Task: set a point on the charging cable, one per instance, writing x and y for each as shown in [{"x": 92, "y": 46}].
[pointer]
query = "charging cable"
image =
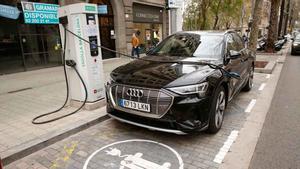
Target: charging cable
[{"x": 72, "y": 64}]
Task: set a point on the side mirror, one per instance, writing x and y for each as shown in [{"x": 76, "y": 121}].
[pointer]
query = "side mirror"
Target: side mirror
[
  {"x": 234, "y": 75},
  {"x": 234, "y": 54},
  {"x": 150, "y": 51}
]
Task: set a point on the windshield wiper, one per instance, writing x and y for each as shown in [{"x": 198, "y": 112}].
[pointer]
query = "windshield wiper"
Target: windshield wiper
[{"x": 211, "y": 65}]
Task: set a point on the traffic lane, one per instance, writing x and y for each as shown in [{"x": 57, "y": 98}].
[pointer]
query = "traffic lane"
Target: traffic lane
[
  {"x": 278, "y": 144},
  {"x": 197, "y": 150}
]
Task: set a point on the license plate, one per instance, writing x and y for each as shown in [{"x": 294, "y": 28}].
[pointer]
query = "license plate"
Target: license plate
[{"x": 134, "y": 105}]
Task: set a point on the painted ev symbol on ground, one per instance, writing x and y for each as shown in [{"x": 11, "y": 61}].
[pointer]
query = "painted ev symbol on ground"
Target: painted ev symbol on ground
[{"x": 135, "y": 154}]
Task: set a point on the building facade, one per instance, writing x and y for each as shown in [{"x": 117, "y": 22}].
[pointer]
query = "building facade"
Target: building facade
[{"x": 28, "y": 47}]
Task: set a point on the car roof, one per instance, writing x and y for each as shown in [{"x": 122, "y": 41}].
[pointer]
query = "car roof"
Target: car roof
[{"x": 207, "y": 32}]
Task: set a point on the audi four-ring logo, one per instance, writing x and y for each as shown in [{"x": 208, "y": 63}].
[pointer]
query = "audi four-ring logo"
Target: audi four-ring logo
[{"x": 135, "y": 92}]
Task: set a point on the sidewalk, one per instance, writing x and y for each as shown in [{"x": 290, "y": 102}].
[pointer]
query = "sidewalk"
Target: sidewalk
[{"x": 26, "y": 95}]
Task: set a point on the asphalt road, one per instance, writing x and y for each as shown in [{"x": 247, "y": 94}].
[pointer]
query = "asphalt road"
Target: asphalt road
[
  {"x": 99, "y": 146},
  {"x": 279, "y": 142}
]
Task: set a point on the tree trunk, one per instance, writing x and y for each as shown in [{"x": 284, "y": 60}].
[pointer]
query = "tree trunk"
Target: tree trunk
[
  {"x": 273, "y": 28},
  {"x": 281, "y": 17},
  {"x": 286, "y": 17},
  {"x": 217, "y": 16},
  {"x": 204, "y": 8},
  {"x": 256, "y": 14}
]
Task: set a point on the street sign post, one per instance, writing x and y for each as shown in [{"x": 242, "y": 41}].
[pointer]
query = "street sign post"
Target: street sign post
[
  {"x": 40, "y": 13},
  {"x": 175, "y": 3}
]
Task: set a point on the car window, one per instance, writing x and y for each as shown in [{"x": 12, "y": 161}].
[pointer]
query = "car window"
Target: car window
[
  {"x": 183, "y": 44},
  {"x": 239, "y": 41},
  {"x": 231, "y": 44},
  {"x": 191, "y": 45},
  {"x": 211, "y": 47}
]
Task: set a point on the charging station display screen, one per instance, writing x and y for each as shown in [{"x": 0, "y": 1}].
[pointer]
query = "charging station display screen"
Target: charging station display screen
[
  {"x": 40, "y": 13},
  {"x": 102, "y": 9}
]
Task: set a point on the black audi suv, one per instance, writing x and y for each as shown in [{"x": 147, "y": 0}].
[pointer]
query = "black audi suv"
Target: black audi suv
[{"x": 183, "y": 84}]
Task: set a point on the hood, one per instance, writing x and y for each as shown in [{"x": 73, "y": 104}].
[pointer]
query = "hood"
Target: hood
[{"x": 155, "y": 74}]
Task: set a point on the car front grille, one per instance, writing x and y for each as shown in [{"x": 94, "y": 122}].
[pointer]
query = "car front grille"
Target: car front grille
[{"x": 160, "y": 100}]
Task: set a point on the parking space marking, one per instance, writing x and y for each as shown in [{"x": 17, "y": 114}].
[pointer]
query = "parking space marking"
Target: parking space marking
[
  {"x": 262, "y": 86},
  {"x": 225, "y": 148},
  {"x": 250, "y": 106}
]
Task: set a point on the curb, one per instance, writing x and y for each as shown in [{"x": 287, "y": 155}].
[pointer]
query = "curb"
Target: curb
[
  {"x": 242, "y": 151},
  {"x": 55, "y": 138}
]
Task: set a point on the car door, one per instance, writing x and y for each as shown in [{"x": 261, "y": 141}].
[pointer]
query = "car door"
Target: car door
[{"x": 233, "y": 65}]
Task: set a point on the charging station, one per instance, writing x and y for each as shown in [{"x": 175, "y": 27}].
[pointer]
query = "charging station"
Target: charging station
[{"x": 82, "y": 20}]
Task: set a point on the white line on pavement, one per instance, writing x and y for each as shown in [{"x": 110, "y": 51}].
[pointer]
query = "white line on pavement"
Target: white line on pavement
[
  {"x": 250, "y": 106},
  {"x": 262, "y": 86},
  {"x": 223, "y": 150}
]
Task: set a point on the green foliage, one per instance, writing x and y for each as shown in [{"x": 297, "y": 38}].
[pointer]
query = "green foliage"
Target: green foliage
[{"x": 214, "y": 14}]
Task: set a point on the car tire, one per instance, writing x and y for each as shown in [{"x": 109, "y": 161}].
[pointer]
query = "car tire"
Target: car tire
[
  {"x": 249, "y": 84},
  {"x": 217, "y": 111}
]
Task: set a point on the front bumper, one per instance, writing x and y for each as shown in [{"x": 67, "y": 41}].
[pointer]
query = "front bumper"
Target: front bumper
[{"x": 185, "y": 114}]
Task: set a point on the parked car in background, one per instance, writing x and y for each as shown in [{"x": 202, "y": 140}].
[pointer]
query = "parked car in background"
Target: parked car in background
[
  {"x": 183, "y": 84},
  {"x": 296, "y": 45}
]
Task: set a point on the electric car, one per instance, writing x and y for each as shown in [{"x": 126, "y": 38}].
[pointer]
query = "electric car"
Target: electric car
[{"x": 183, "y": 84}]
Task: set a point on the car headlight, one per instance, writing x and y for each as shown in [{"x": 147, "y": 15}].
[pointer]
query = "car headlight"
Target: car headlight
[
  {"x": 110, "y": 80},
  {"x": 191, "y": 89}
]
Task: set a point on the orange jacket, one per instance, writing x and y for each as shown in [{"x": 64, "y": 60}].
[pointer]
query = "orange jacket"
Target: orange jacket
[{"x": 135, "y": 42}]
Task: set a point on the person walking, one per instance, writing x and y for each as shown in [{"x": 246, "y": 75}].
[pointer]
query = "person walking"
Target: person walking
[{"x": 135, "y": 44}]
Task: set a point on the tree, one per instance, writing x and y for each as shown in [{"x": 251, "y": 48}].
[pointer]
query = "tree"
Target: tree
[
  {"x": 273, "y": 27},
  {"x": 256, "y": 14},
  {"x": 281, "y": 17},
  {"x": 212, "y": 14}
]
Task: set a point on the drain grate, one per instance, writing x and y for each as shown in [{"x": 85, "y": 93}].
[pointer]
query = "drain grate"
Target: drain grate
[{"x": 20, "y": 90}]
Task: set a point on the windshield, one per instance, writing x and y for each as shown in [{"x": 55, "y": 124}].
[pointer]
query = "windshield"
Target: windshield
[{"x": 191, "y": 45}]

> Exercise requirements: Transcribe every entry exactly. Leave out the pictures.

> Result for this exercise:
Task: set a point on the charging cable, one per instance, writing x and y for each as shown in [{"x": 92, "y": 46}].
[pointer]
query = "charging cable"
image =
Target: charging cable
[{"x": 72, "y": 64}]
Task: set a point on the side mirror, one per instance, writing x and y for each as shown in [{"x": 76, "y": 121}].
[pointer]
query = "side mirror"
Target: side mirror
[
  {"x": 234, "y": 75},
  {"x": 234, "y": 54},
  {"x": 150, "y": 51}
]
Task: set a point on the windshield wiper, one per instance, writing x and y for each as shown in [{"x": 198, "y": 112}].
[pointer]
query = "windshield wiper"
Target: windshield wiper
[{"x": 211, "y": 65}]
Task: set a point on the traffic lane, one per instance, writing x and y for each as shown in [{"x": 57, "y": 98}].
[pointer]
query = "traffic lane"
Target: traffic lane
[
  {"x": 278, "y": 144},
  {"x": 197, "y": 150}
]
Task: set a point on the license plate, one per instance, writing x and y for each as shown in [{"x": 294, "y": 28}].
[pointer]
query = "license plate"
Target: license plate
[{"x": 134, "y": 105}]
Task: set a point on the painted ev symbol on ground, one per instance, writing x and y for each as shown in [{"x": 11, "y": 61}].
[pointer]
query = "painted ev symbol on ground"
Target: painted ev symbol on ground
[{"x": 135, "y": 154}]
Task: set a point on the building facade, one per instance, writing x and y for each as shown in [{"x": 117, "y": 22}].
[pointer]
query = "building facade"
Target: building facade
[{"x": 28, "y": 47}]
Task: set a point on the car roof, one per instance, writing x and y for each as shown in [{"x": 122, "y": 41}].
[pointer]
query = "car roof"
Target: car roof
[{"x": 207, "y": 32}]
Task: set a point on the audi four-ring logo, one per instance, writing x and y for each as shown in [{"x": 208, "y": 63}].
[pointer]
query = "audi four-ring logo"
Target: audi four-ring logo
[{"x": 135, "y": 92}]
Task: set a point on the sidewalk, one per instance, writing x and y for each as shown in [{"x": 290, "y": 102}].
[pointer]
query = "sidewalk"
Target: sidewalk
[{"x": 26, "y": 95}]
Task: set a point on the asphalt road, one per instance, writing x and y for each as shown in [{"x": 247, "y": 94}].
[pointer]
query = "asphalt road"
Target: asphalt road
[
  {"x": 99, "y": 146},
  {"x": 279, "y": 142}
]
Task: set a point on the tree trunk, one per instance, writing x and y for each as shown in [{"x": 284, "y": 60}].
[pointer]
query = "tree trunk"
Target: tree trunk
[
  {"x": 273, "y": 28},
  {"x": 281, "y": 17},
  {"x": 286, "y": 17},
  {"x": 217, "y": 16},
  {"x": 204, "y": 8},
  {"x": 256, "y": 14}
]
Task: set a point on the street sign post, one per instance, writing x and y for each as shown in [{"x": 242, "y": 41}].
[pointer]
query = "street sign post"
Target: street sign post
[
  {"x": 40, "y": 13},
  {"x": 175, "y": 3}
]
Task: set a point on the car window, one per instance, writing x and y for each as shown in [{"x": 12, "y": 161}].
[pointer]
query = "car window"
Target: car window
[
  {"x": 183, "y": 44},
  {"x": 239, "y": 41},
  {"x": 231, "y": 44},
  {"x": 191, "y": 45},
  {"x": 211, "y": 47}
]
Task: set a point on the charging station display screen, one per instance, writing x and y for each as shown in [{"x": 0, "y": 1}].
[pointer]
query = "charging station display screen"
Target: charging station display screen
[
  {"x": 40, "y": 13},
  {"x": 102, "y": 9}
]
Task: set a point on the black audi suv, one per instance, writing x and y for each as shown in [{"x": 147, "y": 0}].
[pointer]
query = "black audi suv"
Target: black audi suv
[{"x": 183, "y": 84}]
Task: set a point on the hood, one per instance, writing x and y for each as shown in [{"x": 73, "y": 104}].
[pointer]
query = "hood"
Target: hood
[{"x": 155, "y": 74}]
Task: set a point on the car front grille, one per instance, writing x and y for each as shown in [{"x": 94, "y": 122}].
[pointer]
query = "car front grille"
Target: car front grille
[{"x": 160, "y": 100}]
Task: set a point on the parking space marking, one per instance, writing x and y for each as shown in [{"x": 17, "y": 114}].
[pointer]
query = "parking space marking"
Target: parking space marking
[
  {"x": 262, "y": 86},
  {"x": 225, "y": 148},
  {"x": 250, "y": 106}
]
Task: set a point on the curb, one per instance, writing x and y for each as shown in [{"x": 287, "y": 155}].
[pointer]
query = "curb"
Target: curb
[
  {"x": 242, "y": 151},
  {"x": 55, "y": 138}
]
Task: set a point on the car door, one per instance, writing x and y for each as shown in [{"x": 261, "y": 141}].
[pointer]
query = "car door"
Target: car door
[{"x": 233, "y": 65}]
Task: set a point on the charging station, one per instance, writing x and y for each as shown in [{"x": 175, "y": 27}].
[pointer]
query = "charging station"
Target: charging station
[{"x": 82, "y": 20}]
Task: set a point on the white line on pavement, one per instance, writing x and y for each as shown in [{"x": 110, "y": 51}].
[pointer]
query = "white line on pavement"
Target: white line on pavement
[
  {"x": 250, "y": 106},
  {"x": 262, "y": 86},
  {"x": 223, "y": 150}
]
Task: set a point on the green foliage, one per instance, writing x and y for each as shown in [{"x": 297, "y": 38}].
[pointer]
query = "green foliage"
Target: green foliage
[{"x": 214, "y": 14}]
Task: set a point on the car tire, one per instance, writing x and y for each as shown in [{"x": 109, "y": 161}].
[pointer]
query = "car tire"
Target: car tire
[
  {"x": 249, "y": 84},
  {"x": 217, "y": 111}
]
Task: set a point on the front bumper, one per instance, writing x and y for each as shown in [{"x": 67, "y": 41}].
[pointer]
query = "front bumper"
Target: front bumper
[{"x": 185, "y": 114}]
Task: set a point on the parked car in background, one per instance, writing x and y for each as shown in [{"x": 202, "y": 140}].
[pointer]
query = "parked car in background"
Target: parked car in background
[
  {"x": 183, "y": 84},
  {"x": 296, "y": 45}
]
Task: set a point on the electric car, one per instance, writing x and y for each as shown in [{"x": 126, "y": 38}].
[pointer]
query = "electric car"
Target: electric car
[{"x": 183, "y": 84}]
Task: set a point on the car headlight, one per instance, writing x and y for each as shown in [{"x": 147, "y": 15}].
[pointer]
query = "car headlight"
Target: car headlight
[
  {"x": 110, "y": 80},
  {"x": 191, "y": 89}
]
Task: set a point on the orange jacket, one per instance, writing x and y for each as shown in [{"x": 64, "y": 60}].
[pointer]
query = "orange jacket"
Target: orange jacket
[{"x": 135, "y": 42}]
Task: set a point on the person walking, one per instance, writing x and y for each as shown in [{"x": 246, "y": 75}].
[pointer]
query = "person walking"
Target: person walking
[{"x": 135, "y": 44}]
Task: set a point on the tree, one per instance, writing x and y for each as shown in [{"x": 251, "y": 48}].
[pointer]
query = "tree"
Target: tree
[
  {"x": 273, "y": 27},
  {"x": 256, "y": 14},
  {"x": 281, "y": 17},
  {"x": 212, "y": 14}
]
Task: set a point on the drain grate, one per instance, writing x and y for each as shown in [{"x": 85, "y": 93}].
[pointer]
query = "drain grate"
Target: drain grate
[{"x": 20, "y": 90}]
Task: set a point on the windshield, one per instance, writing x and y for each as shown in [{"x": 55, "y": 124}].
[pointer]
query = "windshield"
Target: windshield
[{"x": 191, "y": 45}]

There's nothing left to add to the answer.